◆ TASK DETAILS ◆
From the rows below, gather each line that contains the word "guitar" and copy it unchanged.

[start of ITEMS]

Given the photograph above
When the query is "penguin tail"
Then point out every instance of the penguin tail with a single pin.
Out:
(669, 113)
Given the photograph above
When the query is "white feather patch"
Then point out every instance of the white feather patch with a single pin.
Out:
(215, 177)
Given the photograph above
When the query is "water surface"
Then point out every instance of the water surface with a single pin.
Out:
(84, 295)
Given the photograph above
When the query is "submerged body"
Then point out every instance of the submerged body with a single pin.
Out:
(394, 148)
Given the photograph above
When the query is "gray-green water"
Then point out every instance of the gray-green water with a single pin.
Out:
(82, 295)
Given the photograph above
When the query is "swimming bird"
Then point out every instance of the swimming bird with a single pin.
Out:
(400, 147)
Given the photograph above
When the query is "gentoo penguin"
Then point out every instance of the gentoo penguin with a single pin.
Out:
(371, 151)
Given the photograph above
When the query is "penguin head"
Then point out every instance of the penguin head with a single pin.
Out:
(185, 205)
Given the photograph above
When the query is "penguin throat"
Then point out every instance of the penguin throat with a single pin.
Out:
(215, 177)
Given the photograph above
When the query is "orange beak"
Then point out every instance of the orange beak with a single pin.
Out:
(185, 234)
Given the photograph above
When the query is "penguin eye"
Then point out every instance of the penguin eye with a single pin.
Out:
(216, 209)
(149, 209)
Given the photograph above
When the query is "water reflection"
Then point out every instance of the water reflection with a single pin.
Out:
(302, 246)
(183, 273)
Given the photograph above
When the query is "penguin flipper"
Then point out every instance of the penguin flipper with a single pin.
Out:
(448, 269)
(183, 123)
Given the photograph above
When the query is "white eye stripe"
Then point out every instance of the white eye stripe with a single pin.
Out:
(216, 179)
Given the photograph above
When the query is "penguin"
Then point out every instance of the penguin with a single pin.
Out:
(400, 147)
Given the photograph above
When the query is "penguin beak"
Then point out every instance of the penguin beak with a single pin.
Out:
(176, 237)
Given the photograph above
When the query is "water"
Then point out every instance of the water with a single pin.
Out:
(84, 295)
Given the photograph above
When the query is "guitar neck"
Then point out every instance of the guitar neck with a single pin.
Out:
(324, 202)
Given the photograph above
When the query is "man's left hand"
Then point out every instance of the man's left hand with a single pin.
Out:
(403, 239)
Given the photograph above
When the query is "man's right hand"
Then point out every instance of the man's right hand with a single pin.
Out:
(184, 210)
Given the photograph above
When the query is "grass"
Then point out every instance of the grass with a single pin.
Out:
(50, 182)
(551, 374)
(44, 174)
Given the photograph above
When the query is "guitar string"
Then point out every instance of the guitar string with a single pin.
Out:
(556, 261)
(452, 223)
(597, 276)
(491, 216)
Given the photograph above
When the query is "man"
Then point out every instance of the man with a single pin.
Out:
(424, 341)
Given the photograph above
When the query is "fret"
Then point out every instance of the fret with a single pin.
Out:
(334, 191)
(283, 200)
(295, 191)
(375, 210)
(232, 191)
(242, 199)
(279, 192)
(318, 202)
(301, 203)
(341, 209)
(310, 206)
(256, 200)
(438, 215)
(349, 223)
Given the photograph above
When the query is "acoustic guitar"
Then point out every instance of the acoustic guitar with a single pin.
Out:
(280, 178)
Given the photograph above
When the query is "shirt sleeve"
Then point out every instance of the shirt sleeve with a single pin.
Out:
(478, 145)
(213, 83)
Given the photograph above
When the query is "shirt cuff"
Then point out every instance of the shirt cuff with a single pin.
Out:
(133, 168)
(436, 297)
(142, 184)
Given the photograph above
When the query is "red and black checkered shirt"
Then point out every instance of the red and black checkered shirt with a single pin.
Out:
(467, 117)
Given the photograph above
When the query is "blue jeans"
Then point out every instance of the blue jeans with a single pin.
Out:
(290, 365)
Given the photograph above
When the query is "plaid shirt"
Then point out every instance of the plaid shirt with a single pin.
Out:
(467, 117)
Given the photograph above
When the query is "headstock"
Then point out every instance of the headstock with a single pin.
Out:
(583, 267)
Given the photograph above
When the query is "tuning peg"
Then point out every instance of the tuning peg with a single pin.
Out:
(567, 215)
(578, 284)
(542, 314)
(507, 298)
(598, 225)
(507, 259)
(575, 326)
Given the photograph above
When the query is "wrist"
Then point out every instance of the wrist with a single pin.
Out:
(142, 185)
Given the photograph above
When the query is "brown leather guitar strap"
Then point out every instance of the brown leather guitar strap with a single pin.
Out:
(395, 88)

[end of ITEMS]
[start of ITEMS]

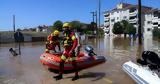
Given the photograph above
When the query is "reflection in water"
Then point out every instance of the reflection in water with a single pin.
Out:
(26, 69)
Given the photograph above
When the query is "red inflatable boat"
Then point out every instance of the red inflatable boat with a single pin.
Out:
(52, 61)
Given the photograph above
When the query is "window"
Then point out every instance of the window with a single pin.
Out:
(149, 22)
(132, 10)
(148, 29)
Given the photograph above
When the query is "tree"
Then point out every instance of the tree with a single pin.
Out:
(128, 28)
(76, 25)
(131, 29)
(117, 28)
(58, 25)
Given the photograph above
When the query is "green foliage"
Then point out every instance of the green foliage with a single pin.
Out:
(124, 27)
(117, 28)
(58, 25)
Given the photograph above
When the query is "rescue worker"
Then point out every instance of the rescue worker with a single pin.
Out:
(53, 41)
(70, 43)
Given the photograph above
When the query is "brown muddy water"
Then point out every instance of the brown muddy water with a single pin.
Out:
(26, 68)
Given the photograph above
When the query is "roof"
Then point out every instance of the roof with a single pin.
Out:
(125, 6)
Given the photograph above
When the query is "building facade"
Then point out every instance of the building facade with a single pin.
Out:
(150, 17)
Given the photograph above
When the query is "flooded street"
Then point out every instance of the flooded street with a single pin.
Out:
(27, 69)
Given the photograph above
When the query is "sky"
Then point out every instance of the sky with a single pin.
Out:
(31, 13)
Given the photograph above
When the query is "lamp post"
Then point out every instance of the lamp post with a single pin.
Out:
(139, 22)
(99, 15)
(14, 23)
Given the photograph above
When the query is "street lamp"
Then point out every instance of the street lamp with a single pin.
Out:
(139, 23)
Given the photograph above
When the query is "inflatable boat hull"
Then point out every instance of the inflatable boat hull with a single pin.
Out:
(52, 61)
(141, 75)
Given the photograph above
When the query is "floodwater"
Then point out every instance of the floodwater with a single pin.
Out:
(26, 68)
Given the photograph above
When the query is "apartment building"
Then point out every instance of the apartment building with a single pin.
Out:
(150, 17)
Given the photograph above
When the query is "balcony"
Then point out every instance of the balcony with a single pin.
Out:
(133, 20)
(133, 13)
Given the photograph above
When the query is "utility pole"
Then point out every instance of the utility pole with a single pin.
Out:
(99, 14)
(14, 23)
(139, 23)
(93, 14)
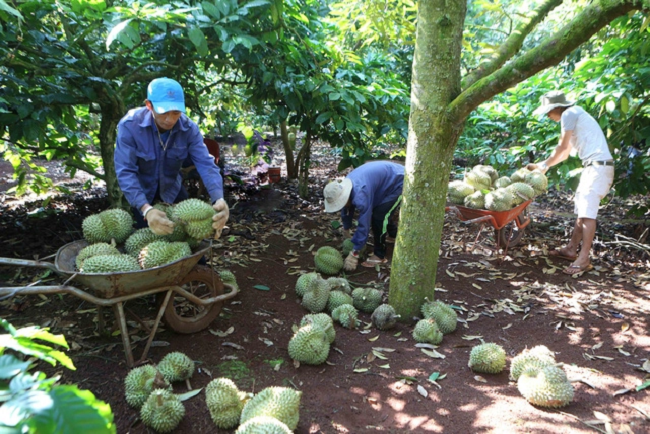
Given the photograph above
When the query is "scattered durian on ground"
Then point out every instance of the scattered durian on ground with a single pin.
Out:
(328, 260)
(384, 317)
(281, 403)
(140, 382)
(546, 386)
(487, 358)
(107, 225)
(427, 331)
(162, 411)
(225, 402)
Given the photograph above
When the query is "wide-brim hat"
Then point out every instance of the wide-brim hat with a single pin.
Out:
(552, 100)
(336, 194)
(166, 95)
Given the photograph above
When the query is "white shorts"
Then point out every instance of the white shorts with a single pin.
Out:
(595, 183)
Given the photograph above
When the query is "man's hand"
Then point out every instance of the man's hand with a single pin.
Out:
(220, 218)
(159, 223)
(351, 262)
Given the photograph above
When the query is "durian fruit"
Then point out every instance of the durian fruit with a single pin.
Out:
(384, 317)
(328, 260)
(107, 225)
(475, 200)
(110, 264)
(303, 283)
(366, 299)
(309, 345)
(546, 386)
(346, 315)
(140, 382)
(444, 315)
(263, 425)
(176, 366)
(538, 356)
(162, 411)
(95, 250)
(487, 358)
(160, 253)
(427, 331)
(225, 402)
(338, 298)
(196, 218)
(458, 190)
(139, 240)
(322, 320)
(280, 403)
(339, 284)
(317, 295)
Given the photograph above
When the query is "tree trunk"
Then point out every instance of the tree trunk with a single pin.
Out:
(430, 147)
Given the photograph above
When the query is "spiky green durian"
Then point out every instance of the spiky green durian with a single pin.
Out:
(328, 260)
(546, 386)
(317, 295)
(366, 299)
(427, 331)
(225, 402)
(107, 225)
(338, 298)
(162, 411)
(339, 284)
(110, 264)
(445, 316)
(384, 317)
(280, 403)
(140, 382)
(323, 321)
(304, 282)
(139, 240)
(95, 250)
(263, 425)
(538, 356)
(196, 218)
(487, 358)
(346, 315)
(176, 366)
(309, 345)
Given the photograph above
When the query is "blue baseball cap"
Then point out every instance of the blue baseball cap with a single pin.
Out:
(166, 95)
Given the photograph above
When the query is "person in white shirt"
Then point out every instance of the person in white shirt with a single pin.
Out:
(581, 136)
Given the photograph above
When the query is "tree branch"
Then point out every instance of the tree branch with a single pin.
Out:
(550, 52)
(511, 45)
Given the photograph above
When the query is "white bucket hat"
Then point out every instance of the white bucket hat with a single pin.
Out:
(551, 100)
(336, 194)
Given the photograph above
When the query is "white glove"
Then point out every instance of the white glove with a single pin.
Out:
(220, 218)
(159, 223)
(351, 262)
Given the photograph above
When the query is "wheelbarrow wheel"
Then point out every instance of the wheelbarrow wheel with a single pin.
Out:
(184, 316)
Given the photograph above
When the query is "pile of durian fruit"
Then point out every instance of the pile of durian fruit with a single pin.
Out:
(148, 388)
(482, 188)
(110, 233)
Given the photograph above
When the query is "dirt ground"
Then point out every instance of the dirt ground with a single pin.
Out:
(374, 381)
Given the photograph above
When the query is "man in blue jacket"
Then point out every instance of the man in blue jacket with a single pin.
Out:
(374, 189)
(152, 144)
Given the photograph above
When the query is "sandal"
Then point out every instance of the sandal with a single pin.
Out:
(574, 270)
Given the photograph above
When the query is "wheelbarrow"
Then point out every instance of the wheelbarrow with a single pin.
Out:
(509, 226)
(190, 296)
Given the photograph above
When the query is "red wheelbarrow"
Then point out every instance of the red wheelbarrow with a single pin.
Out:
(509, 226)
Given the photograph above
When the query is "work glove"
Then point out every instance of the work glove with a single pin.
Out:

[end of ITEMS]
[start of ITEMS]

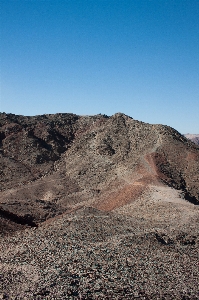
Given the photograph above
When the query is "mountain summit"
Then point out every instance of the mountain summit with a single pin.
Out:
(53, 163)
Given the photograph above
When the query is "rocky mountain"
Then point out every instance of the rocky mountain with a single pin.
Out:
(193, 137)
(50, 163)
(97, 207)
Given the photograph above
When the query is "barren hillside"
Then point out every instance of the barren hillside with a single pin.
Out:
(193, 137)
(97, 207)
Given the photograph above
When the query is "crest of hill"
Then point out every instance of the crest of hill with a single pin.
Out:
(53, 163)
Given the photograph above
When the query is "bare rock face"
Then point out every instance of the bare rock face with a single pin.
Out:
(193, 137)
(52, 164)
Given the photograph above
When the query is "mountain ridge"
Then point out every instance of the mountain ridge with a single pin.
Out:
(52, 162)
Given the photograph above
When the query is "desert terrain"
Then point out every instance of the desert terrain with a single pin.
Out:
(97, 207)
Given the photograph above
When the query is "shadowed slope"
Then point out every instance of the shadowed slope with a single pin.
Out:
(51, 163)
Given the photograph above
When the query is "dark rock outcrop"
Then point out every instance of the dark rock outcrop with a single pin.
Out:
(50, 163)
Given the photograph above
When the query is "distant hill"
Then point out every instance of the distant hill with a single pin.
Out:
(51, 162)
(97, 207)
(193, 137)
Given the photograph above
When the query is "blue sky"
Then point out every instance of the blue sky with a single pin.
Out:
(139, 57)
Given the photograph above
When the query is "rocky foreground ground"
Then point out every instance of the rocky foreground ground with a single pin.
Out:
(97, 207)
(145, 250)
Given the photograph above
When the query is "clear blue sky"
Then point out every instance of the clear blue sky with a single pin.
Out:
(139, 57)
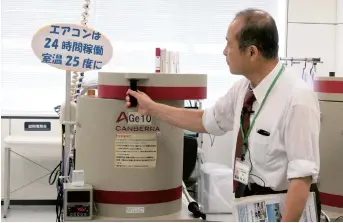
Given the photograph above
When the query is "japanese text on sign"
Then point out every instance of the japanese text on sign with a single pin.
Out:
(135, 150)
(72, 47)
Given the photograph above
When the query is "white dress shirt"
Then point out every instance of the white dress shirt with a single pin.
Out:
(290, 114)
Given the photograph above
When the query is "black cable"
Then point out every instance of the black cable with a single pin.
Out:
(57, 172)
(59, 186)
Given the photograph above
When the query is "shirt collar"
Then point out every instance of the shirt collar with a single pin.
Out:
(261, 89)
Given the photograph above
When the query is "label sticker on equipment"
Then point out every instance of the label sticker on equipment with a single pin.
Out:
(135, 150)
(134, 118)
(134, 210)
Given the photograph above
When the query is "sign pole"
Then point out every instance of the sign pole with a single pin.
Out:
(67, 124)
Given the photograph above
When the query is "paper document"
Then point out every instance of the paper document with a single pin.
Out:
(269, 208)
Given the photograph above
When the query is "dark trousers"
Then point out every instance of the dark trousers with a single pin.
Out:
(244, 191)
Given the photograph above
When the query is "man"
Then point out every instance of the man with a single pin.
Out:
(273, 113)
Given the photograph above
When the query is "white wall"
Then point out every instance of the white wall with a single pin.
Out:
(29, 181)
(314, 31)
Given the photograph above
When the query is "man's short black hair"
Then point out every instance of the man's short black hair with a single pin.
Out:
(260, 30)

[end of ITEMS]

◆ SOLUTION FOR THIS PROBLEM ◆
When the query is "guitar neck"
Then point out every instance of the guitar neck with a single pin.
When the query is "guitar string"
Then point out every instance of the guitar string with a single pin.
When the query is "acoustic guitar"
Then point out every instance of the acoustic guitar with a single pin.
When the query is "brown leather guitar strap"
Then point out every instance of the brown leather guitar strap with a single pin.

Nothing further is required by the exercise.